__WORK ORDER 1__. In the glossary of specialized terms, what do adoption professionals use the term "disruption" to mean?
__WORK ORDER 2__. State whether each statement below agrees with the glossary of specialized terms, answering yes or no and quoting the words of the glossary that decide it. (a) During shiva, family members stay at home and receive guests. (b) The Mourner's Kaddish is typically recited alone. (c) In many congregations, women are now counted in the minyan.
__WORK ORDER 3__. Extend the glossary of academic, religious, and other specialized terms, beginning after its final entry.

----- SELECTED PASSAGE

Academic, Religious, and Other Specialized Terms
disruption (adoption): adoption professionals often use this term to refer to intended adoptions that fall through before they are finalized. (see also AdoptiveFamilies.com and my discussion in “Terminology: Politics and Practice” in Reproductive Losses)
intersectionality: a framework for understanding the interconnected nature of social categories such as race, class, and gender; attentive to how privilege and oppression (such as racism, homophobia, sexism, and classism) interlock or intersect, especially in the experiences of marginalized individuals or groups.
Mourner’s Kaddish: a Jewish prayer recited in memory of the deceased, typically in the presence of a minyan. (see also Shiva.com)
shiva: a period of mourning following a death when family members stay at home and receive guests to offer them comfort and participate in religious services. (see also jewfaq.org and Shiva.com)
minyan: In Jewish tradition, a quorum of ten Jewish adults necessary to recite certain prayers. The term has traditionally been defined as a quorum of ten Jewish males over age thirteen, however, Jewish women challenged this custom and, in many congregations, women are now counted in the minyan. (see also jewfaq.org and Shiva.com)

----------
----- MATERIAL SUPPLIED

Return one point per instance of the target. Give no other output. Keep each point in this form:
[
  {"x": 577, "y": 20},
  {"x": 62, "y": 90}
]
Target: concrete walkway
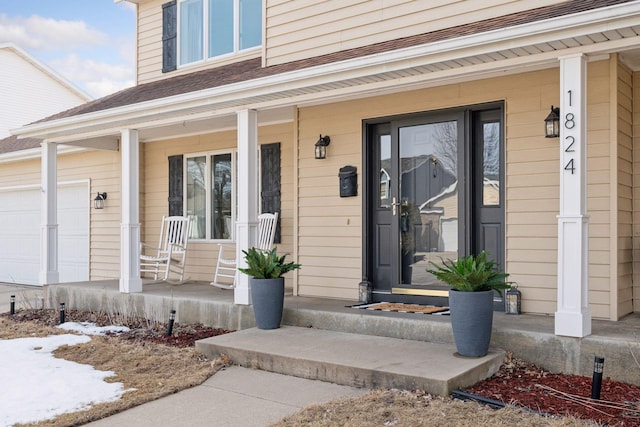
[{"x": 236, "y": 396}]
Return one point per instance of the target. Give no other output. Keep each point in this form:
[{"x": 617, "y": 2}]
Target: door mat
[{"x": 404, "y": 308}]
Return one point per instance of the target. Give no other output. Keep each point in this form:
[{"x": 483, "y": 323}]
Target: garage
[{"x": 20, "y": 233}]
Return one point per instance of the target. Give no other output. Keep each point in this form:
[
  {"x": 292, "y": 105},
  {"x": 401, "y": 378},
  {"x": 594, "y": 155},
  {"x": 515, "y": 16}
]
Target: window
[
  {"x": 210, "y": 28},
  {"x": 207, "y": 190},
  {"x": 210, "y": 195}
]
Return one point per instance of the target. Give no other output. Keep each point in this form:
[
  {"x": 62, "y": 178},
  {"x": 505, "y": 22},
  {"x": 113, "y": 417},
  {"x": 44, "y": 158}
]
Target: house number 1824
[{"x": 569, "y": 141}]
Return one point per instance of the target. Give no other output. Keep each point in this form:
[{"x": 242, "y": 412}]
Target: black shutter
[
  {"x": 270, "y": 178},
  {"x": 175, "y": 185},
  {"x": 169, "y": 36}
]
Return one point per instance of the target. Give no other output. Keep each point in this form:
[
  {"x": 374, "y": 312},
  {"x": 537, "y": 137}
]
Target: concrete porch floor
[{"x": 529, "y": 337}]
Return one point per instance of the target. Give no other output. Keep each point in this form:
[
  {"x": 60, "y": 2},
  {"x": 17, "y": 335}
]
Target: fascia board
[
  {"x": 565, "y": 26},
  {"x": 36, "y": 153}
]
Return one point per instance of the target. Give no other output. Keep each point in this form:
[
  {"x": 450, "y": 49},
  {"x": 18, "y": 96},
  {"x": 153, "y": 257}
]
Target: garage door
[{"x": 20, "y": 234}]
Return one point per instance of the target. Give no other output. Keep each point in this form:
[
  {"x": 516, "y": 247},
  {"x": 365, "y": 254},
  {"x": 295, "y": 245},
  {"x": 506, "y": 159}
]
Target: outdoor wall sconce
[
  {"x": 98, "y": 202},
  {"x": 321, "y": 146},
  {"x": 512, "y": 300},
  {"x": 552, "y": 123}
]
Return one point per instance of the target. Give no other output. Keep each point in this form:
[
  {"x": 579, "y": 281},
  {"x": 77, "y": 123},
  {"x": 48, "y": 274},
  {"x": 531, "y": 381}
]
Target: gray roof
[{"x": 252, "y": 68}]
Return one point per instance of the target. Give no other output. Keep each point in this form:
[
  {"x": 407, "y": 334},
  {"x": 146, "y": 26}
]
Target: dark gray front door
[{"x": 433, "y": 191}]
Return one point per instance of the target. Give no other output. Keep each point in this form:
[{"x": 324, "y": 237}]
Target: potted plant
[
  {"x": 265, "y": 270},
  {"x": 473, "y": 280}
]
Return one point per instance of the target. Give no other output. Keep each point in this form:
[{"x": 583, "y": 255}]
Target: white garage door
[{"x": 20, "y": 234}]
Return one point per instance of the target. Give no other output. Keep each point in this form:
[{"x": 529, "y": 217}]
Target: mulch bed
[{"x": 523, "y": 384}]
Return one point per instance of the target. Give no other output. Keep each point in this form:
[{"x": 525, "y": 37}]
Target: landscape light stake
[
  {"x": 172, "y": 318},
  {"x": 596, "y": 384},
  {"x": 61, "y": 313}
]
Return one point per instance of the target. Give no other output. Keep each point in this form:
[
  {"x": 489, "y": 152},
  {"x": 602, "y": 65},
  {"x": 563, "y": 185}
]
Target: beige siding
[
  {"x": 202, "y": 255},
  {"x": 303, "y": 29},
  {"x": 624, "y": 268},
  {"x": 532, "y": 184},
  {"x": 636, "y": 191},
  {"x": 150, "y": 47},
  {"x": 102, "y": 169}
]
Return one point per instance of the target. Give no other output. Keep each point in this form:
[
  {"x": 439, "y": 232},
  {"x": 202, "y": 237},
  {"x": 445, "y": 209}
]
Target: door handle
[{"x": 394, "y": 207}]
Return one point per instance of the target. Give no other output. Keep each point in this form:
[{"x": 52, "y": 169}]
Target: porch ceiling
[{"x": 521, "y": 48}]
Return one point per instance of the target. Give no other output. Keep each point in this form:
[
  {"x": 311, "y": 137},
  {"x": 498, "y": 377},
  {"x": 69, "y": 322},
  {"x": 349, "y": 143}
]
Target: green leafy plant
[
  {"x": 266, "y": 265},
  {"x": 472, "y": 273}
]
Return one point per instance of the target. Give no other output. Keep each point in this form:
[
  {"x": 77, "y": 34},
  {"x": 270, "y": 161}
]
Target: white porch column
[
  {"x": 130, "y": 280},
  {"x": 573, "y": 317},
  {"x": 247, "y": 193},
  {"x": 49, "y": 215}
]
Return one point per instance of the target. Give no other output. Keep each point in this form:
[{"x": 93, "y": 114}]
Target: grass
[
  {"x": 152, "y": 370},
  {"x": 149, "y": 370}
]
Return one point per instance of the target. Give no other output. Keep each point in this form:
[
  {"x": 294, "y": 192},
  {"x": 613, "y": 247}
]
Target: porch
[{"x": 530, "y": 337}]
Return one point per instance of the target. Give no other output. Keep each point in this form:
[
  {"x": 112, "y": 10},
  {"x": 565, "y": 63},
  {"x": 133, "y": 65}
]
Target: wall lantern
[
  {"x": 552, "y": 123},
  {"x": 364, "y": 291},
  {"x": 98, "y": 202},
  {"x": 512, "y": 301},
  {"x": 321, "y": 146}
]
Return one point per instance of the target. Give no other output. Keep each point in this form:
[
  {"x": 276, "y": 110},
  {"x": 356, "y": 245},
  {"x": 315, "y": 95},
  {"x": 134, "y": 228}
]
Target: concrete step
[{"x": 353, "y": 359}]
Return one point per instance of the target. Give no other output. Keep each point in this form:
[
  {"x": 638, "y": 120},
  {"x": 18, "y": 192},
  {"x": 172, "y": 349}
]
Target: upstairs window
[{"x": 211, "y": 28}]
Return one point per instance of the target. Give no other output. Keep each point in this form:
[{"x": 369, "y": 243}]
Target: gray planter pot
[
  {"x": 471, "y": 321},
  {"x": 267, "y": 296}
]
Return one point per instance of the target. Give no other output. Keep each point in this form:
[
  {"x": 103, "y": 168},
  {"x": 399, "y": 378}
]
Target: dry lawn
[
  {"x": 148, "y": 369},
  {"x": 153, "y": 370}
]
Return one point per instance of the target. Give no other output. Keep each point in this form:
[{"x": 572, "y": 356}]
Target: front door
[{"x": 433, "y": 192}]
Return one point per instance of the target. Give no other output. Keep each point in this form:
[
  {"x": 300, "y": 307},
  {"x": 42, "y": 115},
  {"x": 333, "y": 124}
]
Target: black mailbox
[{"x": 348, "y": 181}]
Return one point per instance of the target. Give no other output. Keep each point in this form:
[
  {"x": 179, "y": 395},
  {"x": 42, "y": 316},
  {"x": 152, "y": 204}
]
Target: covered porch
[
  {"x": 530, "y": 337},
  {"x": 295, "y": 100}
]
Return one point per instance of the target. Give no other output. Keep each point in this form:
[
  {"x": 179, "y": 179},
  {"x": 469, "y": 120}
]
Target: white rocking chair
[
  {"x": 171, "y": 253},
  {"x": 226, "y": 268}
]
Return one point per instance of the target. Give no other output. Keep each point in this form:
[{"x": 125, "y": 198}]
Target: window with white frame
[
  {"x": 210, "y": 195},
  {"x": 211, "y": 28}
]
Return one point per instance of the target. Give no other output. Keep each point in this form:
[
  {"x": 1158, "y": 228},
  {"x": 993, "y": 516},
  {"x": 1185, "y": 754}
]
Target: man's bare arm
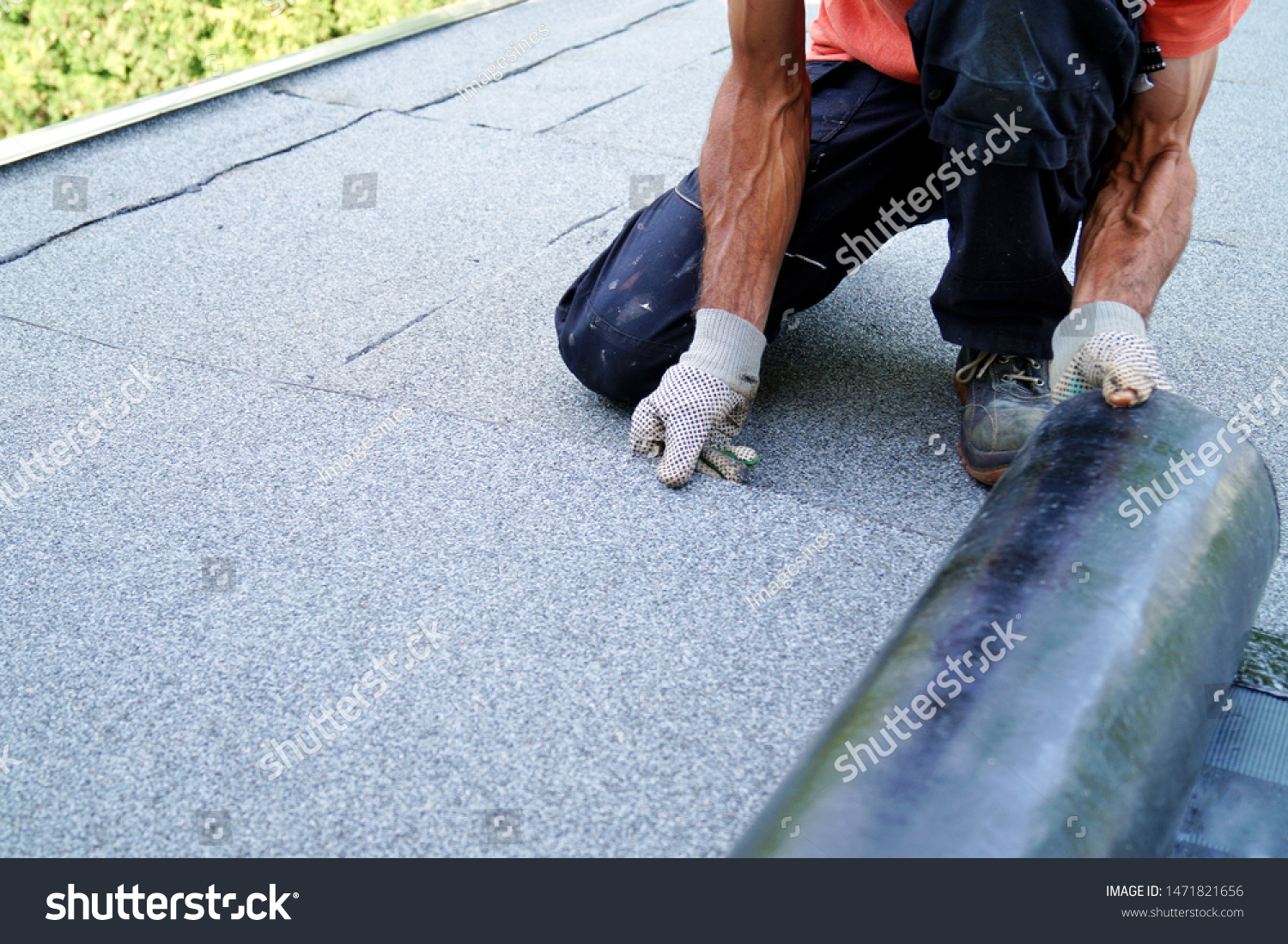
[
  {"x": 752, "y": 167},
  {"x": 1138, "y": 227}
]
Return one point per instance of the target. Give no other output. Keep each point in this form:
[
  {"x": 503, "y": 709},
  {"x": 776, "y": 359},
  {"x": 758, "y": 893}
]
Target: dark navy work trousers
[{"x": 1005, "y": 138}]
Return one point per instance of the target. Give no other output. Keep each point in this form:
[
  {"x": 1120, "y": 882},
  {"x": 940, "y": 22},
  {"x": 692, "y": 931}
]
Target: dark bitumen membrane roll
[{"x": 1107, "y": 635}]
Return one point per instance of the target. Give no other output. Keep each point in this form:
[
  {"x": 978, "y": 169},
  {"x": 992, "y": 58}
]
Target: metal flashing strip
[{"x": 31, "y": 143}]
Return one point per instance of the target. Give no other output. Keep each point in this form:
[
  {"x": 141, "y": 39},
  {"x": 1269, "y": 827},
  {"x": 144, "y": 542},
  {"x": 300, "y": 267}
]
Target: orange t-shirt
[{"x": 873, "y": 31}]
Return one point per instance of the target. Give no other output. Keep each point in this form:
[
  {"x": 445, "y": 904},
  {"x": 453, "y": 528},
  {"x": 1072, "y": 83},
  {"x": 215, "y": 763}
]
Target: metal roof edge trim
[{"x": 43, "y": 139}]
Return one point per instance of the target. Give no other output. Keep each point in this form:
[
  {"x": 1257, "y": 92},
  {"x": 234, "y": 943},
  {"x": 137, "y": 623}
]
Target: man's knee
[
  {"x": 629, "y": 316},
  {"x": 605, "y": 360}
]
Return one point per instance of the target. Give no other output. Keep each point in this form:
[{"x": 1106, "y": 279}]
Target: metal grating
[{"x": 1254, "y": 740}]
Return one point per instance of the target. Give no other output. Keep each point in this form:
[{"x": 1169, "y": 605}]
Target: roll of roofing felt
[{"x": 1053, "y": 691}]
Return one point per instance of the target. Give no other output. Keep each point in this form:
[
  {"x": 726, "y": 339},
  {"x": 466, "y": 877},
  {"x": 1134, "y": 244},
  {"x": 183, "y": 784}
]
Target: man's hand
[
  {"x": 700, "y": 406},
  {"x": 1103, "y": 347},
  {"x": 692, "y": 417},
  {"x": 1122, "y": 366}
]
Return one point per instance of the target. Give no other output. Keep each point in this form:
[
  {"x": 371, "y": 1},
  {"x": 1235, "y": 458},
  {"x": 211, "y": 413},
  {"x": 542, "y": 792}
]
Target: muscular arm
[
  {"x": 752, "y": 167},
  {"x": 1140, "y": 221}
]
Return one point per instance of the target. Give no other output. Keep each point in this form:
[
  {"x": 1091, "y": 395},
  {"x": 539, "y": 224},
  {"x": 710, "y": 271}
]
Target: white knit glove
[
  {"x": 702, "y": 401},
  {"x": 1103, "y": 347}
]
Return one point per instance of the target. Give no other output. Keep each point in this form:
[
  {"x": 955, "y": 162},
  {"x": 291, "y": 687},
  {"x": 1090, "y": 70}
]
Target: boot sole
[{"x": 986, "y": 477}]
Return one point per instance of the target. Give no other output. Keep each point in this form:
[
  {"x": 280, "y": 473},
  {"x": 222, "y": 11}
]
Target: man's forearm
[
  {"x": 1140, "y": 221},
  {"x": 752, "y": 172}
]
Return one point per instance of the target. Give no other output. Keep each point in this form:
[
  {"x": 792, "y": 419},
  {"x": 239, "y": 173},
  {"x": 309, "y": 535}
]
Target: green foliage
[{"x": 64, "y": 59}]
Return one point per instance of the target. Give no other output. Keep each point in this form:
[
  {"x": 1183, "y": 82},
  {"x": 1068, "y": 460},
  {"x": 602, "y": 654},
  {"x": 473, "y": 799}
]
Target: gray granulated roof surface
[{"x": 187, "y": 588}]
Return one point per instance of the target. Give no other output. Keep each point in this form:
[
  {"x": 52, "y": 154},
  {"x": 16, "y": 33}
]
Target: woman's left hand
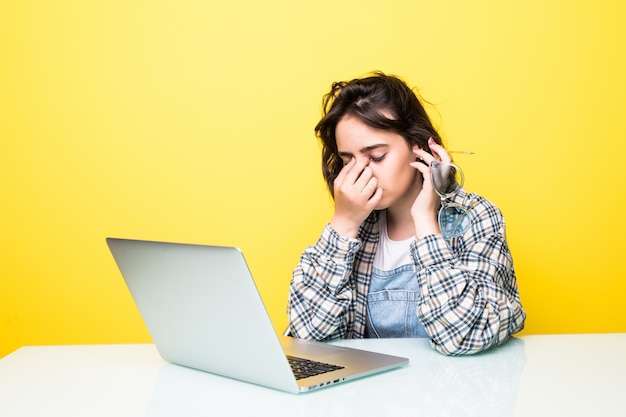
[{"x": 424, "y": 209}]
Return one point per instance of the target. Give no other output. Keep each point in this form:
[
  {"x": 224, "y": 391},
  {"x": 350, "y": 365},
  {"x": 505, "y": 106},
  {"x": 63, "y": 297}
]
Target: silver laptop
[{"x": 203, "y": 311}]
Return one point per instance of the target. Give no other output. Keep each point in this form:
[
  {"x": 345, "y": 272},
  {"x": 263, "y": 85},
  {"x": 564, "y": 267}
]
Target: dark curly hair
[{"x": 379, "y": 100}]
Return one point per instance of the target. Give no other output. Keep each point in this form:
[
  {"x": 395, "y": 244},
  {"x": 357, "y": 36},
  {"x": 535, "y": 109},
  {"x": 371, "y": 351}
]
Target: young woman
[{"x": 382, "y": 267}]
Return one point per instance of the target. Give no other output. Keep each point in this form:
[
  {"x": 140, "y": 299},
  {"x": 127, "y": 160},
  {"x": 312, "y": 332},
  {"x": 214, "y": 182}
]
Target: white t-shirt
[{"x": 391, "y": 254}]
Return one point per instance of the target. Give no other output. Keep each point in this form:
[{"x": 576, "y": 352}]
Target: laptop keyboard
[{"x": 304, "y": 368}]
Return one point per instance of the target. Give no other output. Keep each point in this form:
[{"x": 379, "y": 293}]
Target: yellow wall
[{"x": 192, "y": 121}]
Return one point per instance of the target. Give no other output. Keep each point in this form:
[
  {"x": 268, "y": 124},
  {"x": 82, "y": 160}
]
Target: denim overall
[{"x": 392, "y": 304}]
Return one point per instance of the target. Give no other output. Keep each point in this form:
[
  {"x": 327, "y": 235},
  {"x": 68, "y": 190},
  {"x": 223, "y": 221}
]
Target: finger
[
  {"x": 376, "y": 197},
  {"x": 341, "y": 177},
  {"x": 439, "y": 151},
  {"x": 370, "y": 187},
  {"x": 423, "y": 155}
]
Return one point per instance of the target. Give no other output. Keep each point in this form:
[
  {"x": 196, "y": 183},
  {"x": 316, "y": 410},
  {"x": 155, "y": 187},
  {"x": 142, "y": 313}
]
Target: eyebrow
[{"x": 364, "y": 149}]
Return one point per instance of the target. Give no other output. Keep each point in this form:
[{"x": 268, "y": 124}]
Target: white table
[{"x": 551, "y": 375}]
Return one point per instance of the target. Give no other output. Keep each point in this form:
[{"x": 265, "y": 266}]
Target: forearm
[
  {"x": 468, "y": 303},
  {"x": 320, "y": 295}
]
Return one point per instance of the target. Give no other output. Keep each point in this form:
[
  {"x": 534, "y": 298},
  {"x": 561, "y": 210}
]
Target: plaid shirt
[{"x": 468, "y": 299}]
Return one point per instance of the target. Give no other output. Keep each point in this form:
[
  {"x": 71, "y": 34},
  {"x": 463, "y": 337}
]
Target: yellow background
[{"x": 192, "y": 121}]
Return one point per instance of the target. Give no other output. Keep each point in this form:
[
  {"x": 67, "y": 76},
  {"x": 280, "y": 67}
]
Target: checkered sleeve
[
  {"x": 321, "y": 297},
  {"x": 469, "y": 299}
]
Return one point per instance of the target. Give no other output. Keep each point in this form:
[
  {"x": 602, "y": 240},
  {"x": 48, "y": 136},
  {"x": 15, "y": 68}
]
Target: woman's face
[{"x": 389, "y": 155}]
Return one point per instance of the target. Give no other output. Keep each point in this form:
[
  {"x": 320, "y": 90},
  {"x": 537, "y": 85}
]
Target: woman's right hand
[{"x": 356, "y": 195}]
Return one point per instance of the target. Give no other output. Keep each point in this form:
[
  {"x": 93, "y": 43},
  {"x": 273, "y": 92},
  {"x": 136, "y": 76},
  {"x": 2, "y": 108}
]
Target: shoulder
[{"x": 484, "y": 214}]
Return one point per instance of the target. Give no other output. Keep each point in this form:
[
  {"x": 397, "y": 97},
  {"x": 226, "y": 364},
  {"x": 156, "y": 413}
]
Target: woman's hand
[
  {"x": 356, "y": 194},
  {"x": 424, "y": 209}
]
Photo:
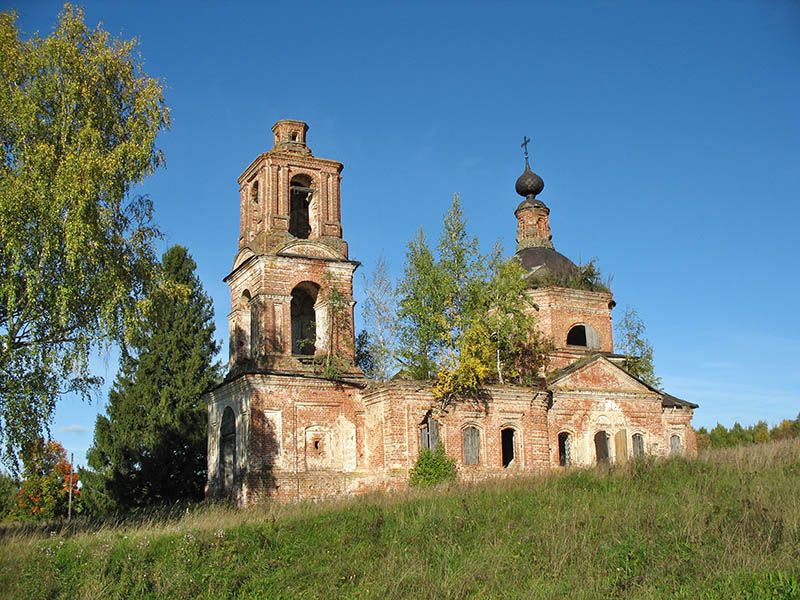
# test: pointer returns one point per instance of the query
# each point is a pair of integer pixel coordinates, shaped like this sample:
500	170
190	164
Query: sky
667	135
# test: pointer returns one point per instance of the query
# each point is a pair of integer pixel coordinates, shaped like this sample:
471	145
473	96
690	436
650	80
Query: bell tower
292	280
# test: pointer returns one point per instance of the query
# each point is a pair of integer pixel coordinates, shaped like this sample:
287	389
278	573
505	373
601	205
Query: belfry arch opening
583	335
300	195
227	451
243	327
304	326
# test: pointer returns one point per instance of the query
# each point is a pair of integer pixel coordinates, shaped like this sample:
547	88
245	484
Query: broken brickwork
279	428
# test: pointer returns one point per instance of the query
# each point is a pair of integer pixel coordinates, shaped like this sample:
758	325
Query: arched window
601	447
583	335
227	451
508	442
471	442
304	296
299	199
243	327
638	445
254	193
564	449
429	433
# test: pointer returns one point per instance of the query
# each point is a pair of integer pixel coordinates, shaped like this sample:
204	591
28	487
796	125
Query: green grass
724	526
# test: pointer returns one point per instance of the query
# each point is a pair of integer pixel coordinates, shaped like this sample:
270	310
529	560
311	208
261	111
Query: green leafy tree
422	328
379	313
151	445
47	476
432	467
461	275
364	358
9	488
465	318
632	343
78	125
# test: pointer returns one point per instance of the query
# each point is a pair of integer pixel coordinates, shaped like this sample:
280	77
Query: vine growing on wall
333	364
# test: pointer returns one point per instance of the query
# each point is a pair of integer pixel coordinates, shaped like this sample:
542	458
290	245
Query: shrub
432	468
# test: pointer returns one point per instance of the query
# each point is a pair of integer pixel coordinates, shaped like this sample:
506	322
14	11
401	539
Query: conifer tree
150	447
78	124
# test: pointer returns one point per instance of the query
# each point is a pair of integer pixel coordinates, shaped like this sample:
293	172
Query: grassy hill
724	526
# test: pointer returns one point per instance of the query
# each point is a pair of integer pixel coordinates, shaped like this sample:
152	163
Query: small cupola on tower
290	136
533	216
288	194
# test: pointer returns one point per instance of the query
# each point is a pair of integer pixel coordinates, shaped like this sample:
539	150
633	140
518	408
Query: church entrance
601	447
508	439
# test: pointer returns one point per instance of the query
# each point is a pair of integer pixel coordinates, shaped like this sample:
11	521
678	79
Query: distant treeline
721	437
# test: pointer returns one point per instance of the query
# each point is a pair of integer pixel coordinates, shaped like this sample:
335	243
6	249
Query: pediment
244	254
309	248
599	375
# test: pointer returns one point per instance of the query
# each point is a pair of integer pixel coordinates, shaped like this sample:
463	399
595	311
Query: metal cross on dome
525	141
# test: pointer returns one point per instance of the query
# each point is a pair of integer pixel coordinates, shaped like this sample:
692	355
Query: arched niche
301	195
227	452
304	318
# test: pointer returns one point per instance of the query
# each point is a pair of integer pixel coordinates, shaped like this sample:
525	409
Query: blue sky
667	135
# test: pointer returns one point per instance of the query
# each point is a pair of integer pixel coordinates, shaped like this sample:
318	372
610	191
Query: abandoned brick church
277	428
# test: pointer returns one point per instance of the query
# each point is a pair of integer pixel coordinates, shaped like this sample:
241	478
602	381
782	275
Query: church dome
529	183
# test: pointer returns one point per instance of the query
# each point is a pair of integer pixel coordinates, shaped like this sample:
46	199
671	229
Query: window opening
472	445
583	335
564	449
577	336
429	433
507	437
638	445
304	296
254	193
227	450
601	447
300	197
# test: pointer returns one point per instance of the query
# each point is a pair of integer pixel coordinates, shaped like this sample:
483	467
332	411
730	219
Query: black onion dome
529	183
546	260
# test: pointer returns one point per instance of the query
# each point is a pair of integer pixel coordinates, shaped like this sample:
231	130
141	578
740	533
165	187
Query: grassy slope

----------

__ANSWER AREA 1__. They use it for intended adoptions that fall through before they are finalized.

__ANSWER AREA 2__.
(a) Yes: "family members stay at home and receive guests"
(b) No: "typically in the presence of a minyan"
(c) Yes: "in many congregations, women are now counted in the minyan"

__ANSWER AREA 3__.
non-biological parent: a parent who did not experience a physical pregnancy; see also “social” parent or non-gestational parent.
non-gestational parent: “non-gestational” refers to a parent who did not experience a physical pregnancy; see also “social” parent and non-biological parent.
rainbow babies: children conceived after miscarriage or stillbirth. Jennifer Kulp-Makarov, M.D., FACOG, explains the meaning of the term as “it is like a rainbow after a storm: something beautiful after something scary and dark.” (see also https://www.parents.com/baby/what-it-means-to-be-a-rainbow-baby-and-why-rainbow-babies-are-beautiful/) For LGBTQ parents, this term often took on additional meaning, since the rainbow is a common symbol of LGBTQ+* Pride with the spectrum of colors reflecting the diversity of the queer community. (see also https://www.britannica.com/story/how-did-the-rainbow-flag-become-a-symbol-of-lgbt-pride)
“social” parent: the most common term participants used for a parent who did not experience a physical pregnancy; see also non-biological parent or non-gestational parent, and my discussion of the challenges of these labels in “Terminology: Politics & Practice.”
praxis: action of putting theory into practice; informed, committed action.